**TASK BRIEF:**
Copy the items from the very first line down to and including the line with "(1021, 380)", swapping "power line" for "utility line" each time it appears and changing nothing else. Leave the pictures out of your answer.

**RECORDS FOR THIS TASK:**
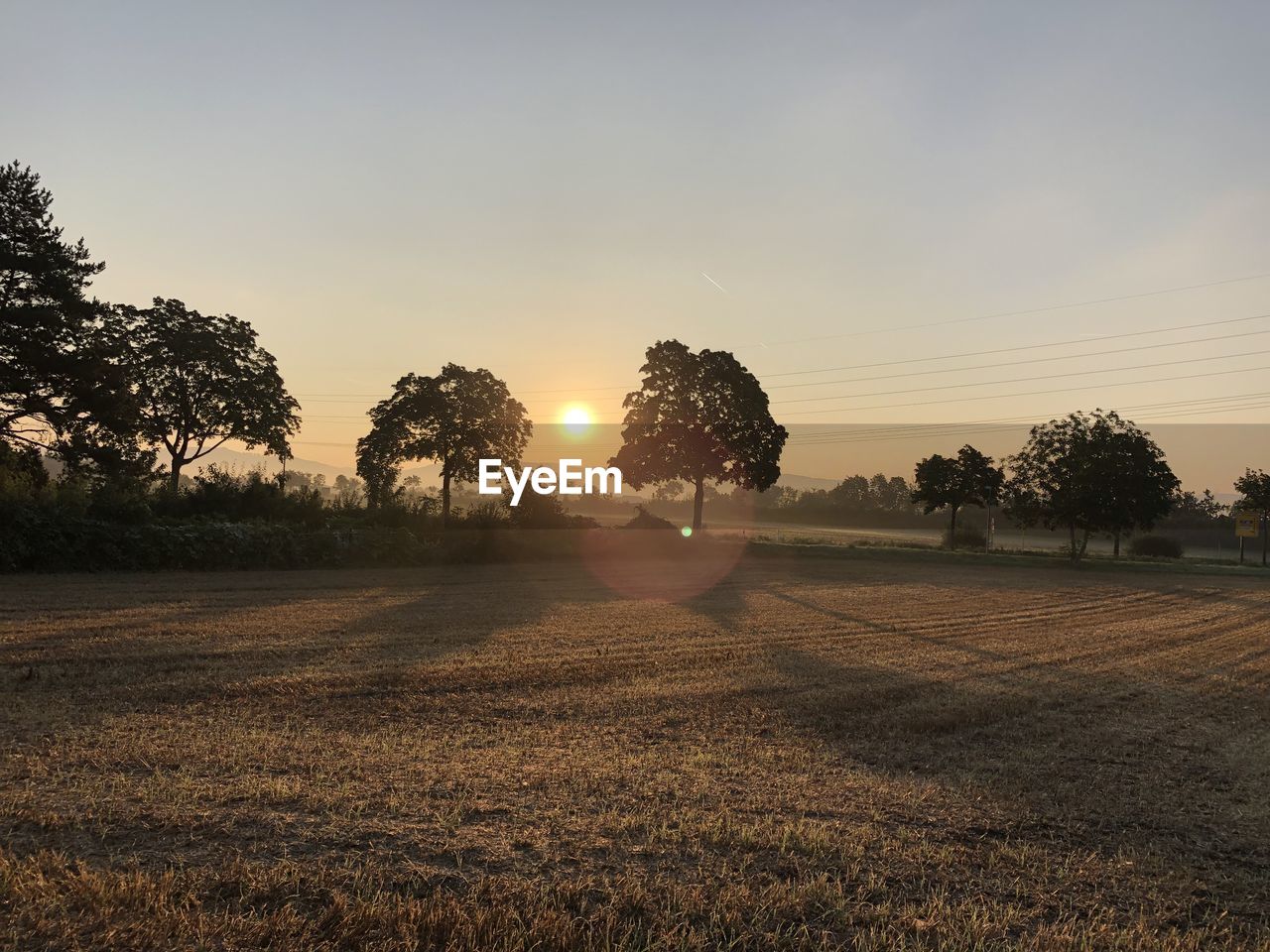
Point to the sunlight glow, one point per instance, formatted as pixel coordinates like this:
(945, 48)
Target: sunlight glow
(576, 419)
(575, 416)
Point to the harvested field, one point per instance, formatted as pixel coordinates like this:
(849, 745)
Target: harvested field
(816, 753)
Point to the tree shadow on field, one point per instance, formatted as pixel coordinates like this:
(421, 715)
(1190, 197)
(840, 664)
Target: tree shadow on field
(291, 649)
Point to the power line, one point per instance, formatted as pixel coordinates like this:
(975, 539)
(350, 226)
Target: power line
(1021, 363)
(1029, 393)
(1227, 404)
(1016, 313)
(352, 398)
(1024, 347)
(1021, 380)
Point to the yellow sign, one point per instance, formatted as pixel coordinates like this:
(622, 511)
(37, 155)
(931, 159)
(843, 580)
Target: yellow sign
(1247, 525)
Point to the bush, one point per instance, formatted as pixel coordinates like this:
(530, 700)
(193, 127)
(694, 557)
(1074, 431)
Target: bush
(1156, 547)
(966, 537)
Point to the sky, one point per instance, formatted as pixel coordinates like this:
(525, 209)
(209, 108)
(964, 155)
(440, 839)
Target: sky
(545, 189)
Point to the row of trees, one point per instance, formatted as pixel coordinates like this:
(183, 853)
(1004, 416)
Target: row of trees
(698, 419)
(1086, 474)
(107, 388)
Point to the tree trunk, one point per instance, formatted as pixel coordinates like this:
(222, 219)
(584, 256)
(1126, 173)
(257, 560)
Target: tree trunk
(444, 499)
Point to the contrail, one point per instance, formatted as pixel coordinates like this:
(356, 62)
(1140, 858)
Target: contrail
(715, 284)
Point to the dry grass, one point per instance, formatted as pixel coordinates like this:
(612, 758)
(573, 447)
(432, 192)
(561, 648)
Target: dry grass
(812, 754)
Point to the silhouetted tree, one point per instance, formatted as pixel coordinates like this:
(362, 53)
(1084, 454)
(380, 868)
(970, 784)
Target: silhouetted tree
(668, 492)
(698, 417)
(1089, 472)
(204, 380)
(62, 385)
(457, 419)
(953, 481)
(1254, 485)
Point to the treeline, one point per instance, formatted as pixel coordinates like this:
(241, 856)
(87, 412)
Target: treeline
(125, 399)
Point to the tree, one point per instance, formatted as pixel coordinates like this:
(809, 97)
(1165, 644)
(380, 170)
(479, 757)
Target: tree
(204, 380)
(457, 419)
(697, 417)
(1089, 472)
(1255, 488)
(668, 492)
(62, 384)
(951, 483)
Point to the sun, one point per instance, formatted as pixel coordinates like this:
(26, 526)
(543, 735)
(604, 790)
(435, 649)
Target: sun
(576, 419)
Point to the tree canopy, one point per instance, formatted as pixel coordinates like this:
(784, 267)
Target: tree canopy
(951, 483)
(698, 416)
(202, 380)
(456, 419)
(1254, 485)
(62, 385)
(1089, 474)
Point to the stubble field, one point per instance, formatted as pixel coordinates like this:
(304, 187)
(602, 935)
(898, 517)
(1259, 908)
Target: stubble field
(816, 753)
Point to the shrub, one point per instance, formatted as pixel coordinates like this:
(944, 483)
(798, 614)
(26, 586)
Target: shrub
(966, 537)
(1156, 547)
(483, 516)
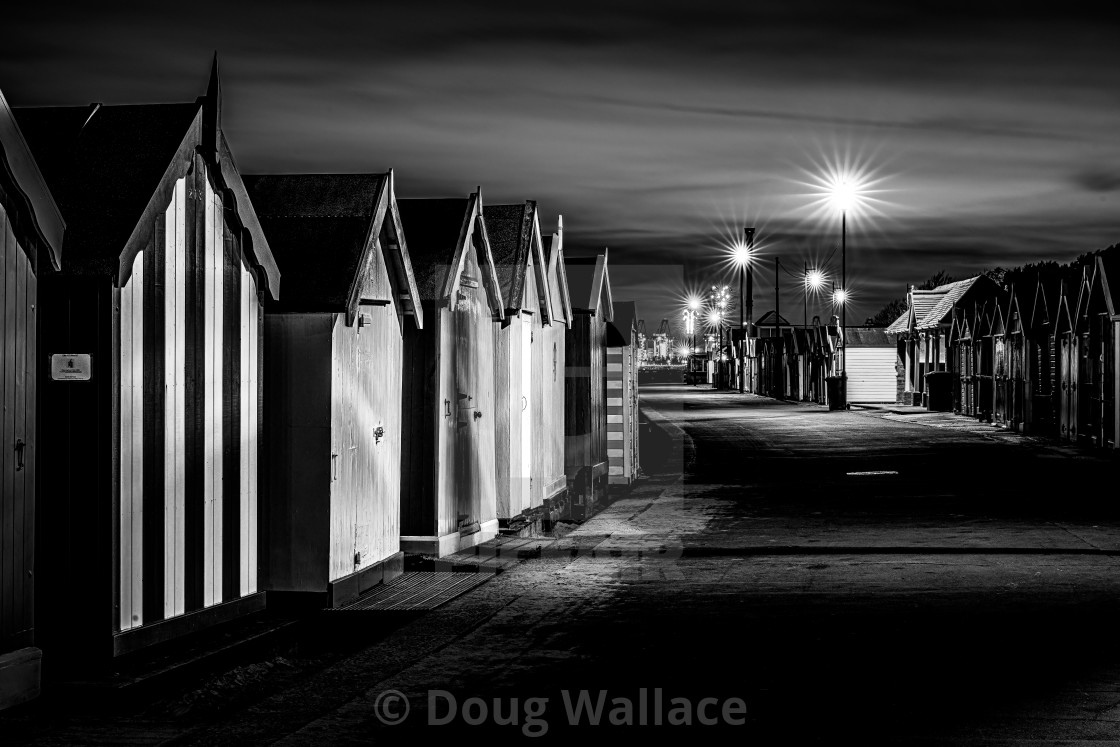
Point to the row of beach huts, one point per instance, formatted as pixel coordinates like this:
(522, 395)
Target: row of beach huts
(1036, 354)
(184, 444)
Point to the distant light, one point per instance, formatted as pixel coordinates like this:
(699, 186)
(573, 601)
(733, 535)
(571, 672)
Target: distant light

**THE RESPONSE:**
Point to the sunlight glow, one point per instance, formatted as pixel coordinates like this:
(945, 48)
Target: sunlight glow
(576, 419)
(575, 416)
Point to the harvested field, one point per instance, formatted as pixel coordinates like this:
(849, 745)
Target: harvested field
(816, 753)
Point to the tree shadow on field, one point per instance, formatted as pixel coordinates like this:
(421, 715)
(1190, 197)
(840, 664)
Target: tree shadow on field
(291, 649)
Point to the utility line, one point per instance, formatted as pixel coordinates like this:
(975, 539)
(350, 226)
Target: utility line
(1021, 363)
(1029, 393)
(1227, 404)
(1016, 313)
(352, 398)
(1024, 347)
(1021, 380)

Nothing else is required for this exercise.